= TASKS TO CARRY OUT =
A - In the poetry prize announcement, what does the judge say gives the first-prize poem its particular power?
B - Switch "charged" to "fraught" and reproduce the poetry prize announcement starting at "JUDGE’S REPORT" and ending at "their differing resonances.".
C - Pick up the poetry prize announcement from its last sentence and keep writing it.

= TEXT PASSAGE =

◆ ◆ ◆ ◆ ◆

RICHARD DEVEREUX WINS THE MIST & MOUNTAIN INTERNATIONAL POETRY PRIZE 2024–25
Poet Richard Devereux has won the Mist & Mountain International Poetry Prize 2024–25 with his poem “Beirut”.
He receives a cash prize of £150 and a bespoke commemorative award in recognition of his outstanding achievement.
Erika Seshadri has been named runner-up for her powerful poem “Enough of This War Machine” alongside Charlie Hilton, runner-up for “Hallin Fell.” Both will receive a commemorative award and £50 each.
In addition, the following poems have been highly commended by judge Jane Draycott:
- “Island Postcards” by Penny Shutt
- “After the Storm” by Sarah Leavesley
- “Stone on Stone” by Gloria Heffernan
- “The Oracle at the Well” by Jenevieve Carlyn
We are deeply grateful to all who participated. The diversity and depth of the submissions made this competition a true celebration of poetic voices from around the world.
JUDGE’S REPORT
As you might imagine, reading and re-reading so many powerful poems written in response to this year’s theme of ‘Peace’ has felt particularly charged at this moment. Many poets explored the concept of peace not only as an absence of violence and degradation, but also as a resistance to it, situated often in a vital idea of quiet or quietude. In ways which are powerfully distinct and searching, each of the commended and prize-winning poems features an authoritative sense of scene as well as moment – psychological, emotional, historic and personal – in their differing resonances.
The three very strong prize-winning poems ‘Beirut’, ‘Enough of the War Machine’ and ‘Hallin Fell, Winter’ use that framework to offer the idea of peace as hard-won but vitally imaginable. a genuinely possible counterweight however fragile and fleeting. The first-prize winning poem ‘Beirut’, set in the after-wreck of bombing and conflict, gains particular power from its economy and apparent quietude – a determinedly seized moment of peace, personal and communal, which contains all the understanding of its fragility and impermanence.
Coming down to my shortlist choice of seven strong poems, the task of nominating a single winner was extremely hard. Every poem on the list achieves an entire psychological and emotional world, searching in its own terms, vivid and echoing in ways which make each of them highly memorable. Warm thanks are due to all the entrants, and to Mist and Mountain for letting me hear such a memorable range of voices and perspectives in the process.

◆ ◆ ◆ ◆ ◆

= EXTRACTED RECORDS =
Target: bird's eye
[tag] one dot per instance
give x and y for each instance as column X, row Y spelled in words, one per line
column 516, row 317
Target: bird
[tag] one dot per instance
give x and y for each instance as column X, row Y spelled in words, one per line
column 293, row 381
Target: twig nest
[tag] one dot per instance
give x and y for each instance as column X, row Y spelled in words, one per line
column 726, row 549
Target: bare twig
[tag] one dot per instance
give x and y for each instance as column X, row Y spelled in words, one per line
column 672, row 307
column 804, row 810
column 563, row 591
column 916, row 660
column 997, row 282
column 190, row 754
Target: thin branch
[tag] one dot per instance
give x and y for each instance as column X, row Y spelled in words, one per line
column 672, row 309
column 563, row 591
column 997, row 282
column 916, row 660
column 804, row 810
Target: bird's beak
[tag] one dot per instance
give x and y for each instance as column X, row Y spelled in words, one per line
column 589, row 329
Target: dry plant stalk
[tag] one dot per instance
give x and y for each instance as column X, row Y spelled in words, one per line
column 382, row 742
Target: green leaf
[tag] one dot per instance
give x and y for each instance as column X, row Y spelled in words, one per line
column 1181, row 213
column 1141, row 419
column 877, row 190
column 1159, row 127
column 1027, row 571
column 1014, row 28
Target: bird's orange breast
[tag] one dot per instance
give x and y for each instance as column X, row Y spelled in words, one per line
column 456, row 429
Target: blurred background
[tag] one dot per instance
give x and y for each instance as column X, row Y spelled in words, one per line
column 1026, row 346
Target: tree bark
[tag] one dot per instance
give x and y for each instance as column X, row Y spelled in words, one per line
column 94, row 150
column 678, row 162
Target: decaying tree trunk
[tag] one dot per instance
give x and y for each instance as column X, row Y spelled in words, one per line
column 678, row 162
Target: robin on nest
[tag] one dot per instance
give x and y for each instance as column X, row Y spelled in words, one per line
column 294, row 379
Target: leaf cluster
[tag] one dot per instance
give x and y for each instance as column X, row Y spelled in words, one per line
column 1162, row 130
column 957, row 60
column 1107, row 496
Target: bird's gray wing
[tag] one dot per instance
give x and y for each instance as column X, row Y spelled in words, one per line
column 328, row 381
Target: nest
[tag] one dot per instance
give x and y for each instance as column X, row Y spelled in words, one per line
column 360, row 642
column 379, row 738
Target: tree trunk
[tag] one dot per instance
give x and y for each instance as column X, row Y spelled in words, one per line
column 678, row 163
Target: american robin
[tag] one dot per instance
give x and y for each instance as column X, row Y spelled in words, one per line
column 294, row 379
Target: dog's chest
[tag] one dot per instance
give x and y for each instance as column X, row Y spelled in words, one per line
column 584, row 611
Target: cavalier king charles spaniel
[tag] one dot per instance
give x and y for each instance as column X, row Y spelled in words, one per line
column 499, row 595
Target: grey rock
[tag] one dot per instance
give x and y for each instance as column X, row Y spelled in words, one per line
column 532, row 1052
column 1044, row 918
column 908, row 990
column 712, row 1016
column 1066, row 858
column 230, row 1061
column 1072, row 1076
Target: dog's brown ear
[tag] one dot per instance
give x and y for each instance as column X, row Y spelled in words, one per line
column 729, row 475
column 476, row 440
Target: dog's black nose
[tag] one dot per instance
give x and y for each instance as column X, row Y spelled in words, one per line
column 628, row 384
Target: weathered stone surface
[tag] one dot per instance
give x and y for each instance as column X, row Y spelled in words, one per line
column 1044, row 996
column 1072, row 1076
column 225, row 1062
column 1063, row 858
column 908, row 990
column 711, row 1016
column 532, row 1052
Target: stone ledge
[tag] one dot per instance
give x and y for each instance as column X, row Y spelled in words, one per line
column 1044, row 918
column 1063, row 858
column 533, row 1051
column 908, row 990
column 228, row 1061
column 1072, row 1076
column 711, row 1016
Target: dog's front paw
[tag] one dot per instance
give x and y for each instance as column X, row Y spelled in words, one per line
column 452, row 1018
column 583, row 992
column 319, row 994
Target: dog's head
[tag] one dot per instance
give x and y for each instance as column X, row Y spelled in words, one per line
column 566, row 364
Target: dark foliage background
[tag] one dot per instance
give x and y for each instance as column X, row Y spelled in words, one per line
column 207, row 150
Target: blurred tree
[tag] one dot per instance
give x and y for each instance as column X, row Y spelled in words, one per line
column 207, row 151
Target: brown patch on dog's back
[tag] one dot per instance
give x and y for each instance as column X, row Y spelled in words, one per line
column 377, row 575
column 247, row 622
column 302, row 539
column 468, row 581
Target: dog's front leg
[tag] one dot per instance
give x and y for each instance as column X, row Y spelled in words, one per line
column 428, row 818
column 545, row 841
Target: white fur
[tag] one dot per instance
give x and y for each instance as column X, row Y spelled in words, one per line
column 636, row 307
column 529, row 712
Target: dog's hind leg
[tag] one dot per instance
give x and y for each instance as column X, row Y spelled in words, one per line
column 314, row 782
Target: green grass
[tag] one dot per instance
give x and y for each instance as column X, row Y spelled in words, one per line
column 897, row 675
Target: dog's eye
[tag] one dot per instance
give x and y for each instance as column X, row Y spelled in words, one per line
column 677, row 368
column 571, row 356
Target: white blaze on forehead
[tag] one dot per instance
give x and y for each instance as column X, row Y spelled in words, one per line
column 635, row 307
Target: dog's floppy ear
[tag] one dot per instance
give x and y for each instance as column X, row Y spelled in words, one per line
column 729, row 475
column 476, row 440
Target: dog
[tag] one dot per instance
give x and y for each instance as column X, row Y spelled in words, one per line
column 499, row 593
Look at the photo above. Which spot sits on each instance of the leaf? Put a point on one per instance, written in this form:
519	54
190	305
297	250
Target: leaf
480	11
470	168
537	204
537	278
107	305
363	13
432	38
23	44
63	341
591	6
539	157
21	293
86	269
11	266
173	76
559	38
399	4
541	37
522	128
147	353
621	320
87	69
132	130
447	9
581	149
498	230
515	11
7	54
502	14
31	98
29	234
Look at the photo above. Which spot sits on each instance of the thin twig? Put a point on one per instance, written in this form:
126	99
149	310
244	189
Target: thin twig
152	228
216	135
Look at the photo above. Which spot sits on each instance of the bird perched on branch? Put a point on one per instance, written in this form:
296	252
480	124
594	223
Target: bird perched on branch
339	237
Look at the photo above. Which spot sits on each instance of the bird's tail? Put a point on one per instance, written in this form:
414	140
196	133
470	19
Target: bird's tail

◆ ◆ ◆ ◆ ◆

= EXPECTED OUTPUTS =
A - The judge says "Beirut," set in the aftermath of bombing and conflict, gains its particular power from its economy and apparent quietude. It presents a determinedly seized moment of peace, both personal and communal, while understanding that this peace is fragile and impermanent.

B -
JUDGE’S REPORT
As you might imagine, reading and re-reading so many powerful poems written in response to this year’s theme of ‘Peace’ has felt particularly fraught at this moment. Many poets explored the concept of peace not only as an absence of violence and degradation, but also as a resistance to it, situated often in a vital idea of quiet or quietude. In ways which are powerfully distinct and searching, each of the commended and prize-winning poems features an authoritative sense of scene as well as moment – psychological, emotional, historic and personal – in their differing resonances.

C -
Best wishes
Jane Draycott
ABOUT THE JUDGE
Jane Draycott is the author of six collections with Carcanet Press, including The Kingdom (2022), The Occupant (a Poetry Book Society Recommendation), Over (shortlisted for the T. S. Eliot Prize), and Prince Rupert’s Drop (shortlisted for the Forward Prize). Her acclaimed translations include Pearl, winner of the Stephen Spender Prize, and Storms Under the Skin: Poems by Henri Michaux (a Poetry Book Society Recommendation). A Fellow of the Royal Society of Literature, Jane teaches on the University of Oxford’s MSt in Creative Writing.
POEMS AND SHORT BIOGRAPHIES:

RICHARD DEVEREUX
BEIRUT
I fell in love with you that spring
the bombing stopped. The trees welcomed peace
with such a sigh, with such a blossoming and
promises of such a weight of fruit.
I pushed your soft-top out and washed away
the dust, tinkered with the plugs and carb
till she fired up and we set sail along
the ocean road, your hair full to the wind.
I remember, we turned off into the hills.
How pleased your father was we had come
to see him. I reminded him of himself, he said,
when he was young, and you reminded him
of your mother. He knew both love and peace
are sometimes gone as soon as they arrive.
Richard Devereux bio
Richard Devereux lives in Bristol where he is a member of the Lansdown Poets and Bristol Stanza. In a previous life, he was a family lawyer. He has recently published a full collection Echoes from the Cave – a 50-year love affair with Greece. A major focus of his writing is conflict and love; Greece provides many examples of both. His poems have been published in a number of journals and anthologies.

ERIKA SESHADRI
ENOUGH OF THIS WAR MACHINE
You stand
below the story of Orion.
Chin upward, eyes swimming
in the bearable stillness of stars.
Expecting something
from the heavens. Anything
other than this.
Because here
is where we kneel
before the blood hills,
with burnt hearts and
perishable fingers.
Sifting through rubble…
We are in mourning for
what will never be.
And so, all of this
I wish to bury.
Your body with mine,
our tender wounds
dressed with ash.
Extinguished.
For, if we are quiet,
perhaps the world
will be quiet too.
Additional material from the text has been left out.